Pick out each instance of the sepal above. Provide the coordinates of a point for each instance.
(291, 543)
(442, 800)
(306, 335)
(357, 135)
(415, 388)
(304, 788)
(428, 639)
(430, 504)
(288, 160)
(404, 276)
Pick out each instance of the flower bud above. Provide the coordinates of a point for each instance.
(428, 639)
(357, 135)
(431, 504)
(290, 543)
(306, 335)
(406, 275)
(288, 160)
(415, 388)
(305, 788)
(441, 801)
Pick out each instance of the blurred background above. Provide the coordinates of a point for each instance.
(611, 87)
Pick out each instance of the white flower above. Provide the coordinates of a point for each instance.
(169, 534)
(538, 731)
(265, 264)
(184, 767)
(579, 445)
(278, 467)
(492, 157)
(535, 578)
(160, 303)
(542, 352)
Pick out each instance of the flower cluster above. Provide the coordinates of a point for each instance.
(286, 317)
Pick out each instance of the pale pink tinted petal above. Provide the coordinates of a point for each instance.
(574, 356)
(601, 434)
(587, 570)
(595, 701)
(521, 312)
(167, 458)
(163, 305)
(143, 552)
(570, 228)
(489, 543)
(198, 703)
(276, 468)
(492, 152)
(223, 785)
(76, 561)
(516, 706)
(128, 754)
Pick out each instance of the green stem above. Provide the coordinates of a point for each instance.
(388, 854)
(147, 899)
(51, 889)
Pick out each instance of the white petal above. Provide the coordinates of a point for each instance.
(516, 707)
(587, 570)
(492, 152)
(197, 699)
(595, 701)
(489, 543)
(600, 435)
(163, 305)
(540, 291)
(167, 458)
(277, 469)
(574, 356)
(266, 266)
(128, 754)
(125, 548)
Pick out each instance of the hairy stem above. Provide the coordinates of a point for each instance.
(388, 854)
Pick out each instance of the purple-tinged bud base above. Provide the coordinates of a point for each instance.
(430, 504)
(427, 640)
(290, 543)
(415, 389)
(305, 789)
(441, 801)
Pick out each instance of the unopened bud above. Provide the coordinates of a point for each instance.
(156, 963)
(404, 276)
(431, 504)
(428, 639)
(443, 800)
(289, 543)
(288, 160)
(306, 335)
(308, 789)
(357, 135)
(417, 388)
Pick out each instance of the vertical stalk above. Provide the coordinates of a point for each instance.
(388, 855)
------------------------------------
__REQUIREMENT__
Reproduce all of the material above verbatim, from its first line through its last.

__RESULT__
Pick out each instance of the sepal above. Provide the coordinates of a point for each instance.
(291, 543)
(442, 800)
(306, 335)
(357, 135)
(415, 388)
(304, 788)
(428, 639)
(430, 504)
(288, 160)
(404, 276)
Pick out each instance of the flower bud above. Provide the coordinates of a point for each instance.
(428, 639)
(357, 135)
(431, 504)
(290, 543)
(306, 335)
(406, 275)
(288, 160)
(415, 388)
(305, 788)
(441, 801)
Pick out each instance of the blurred background above. Provide the coordinates of a point for each instance.
(611, 87)
Pick out each instance of the white flower above. Provide the coordinates of a point for each instance.
(169, 534)
(538, 731)
(265, 264)
(184, 767)
(579, 445)
(278, 467)
(492, 157)
(535, 578)
(160, 303)
(542, 352)
Pick out each instance of the flower cluster above. Provide the coordinates of a point for each instance.
(286, 317)
Pick out each instance of the pale pink tinted petal above. Provide the coordinates of a point for each instance.
(574, 356)
(601, 434)
(587, 570)
(595, 701)
(521, 312)
(167, 458)
(163, 305)
(143, 552)
(570, 228)
(489, 543)
(198, 703)
(276, 468)
(492, 152)
(223, 785)
(76, 561)
(516, 706)
(128, 754)
Pick out each instance of the green stem above. Provide the coordinates of a point for each instance.
(388, 854)
(147, 899)
(51, 889)
Pick out each instance of the white petal above. Provide the coordinates of a point for each instance.
(516, 707)
(587, 570)
(492, 152)
(197, 699)
(595, 701)
(489, 543)
(600, 435)
(163, 305)
(540, 291)
(167, 458)
(277, 469)
(574, 356)
(266, 266)
(128, 754)
(125, 548)
Pick out each instance of the hairy stem above. Provide the coordinates of a point for each instance.
(388, 854)
Pick out each instance of the purple-tinged bud base above. Provide the coordinates of a point for each instance.
(430, 504)
(427, 640)
(290, 543)
(415, 389)
(305, 789)
(441, 801)
Pick out each instance of the unopened bud above. Provide the coordinates of a point for each instance.
(156, 963)
(404, 276)
(431, 504)
(428, 639)
(443, 800)
(289, 543)
(288, 160)
(306, 335)
(308, 789)
(357, 135)
(417, 388)
Pick out each instance of the vertical stalk above. Provide the coordinates of a point for each instance.
(388, 855)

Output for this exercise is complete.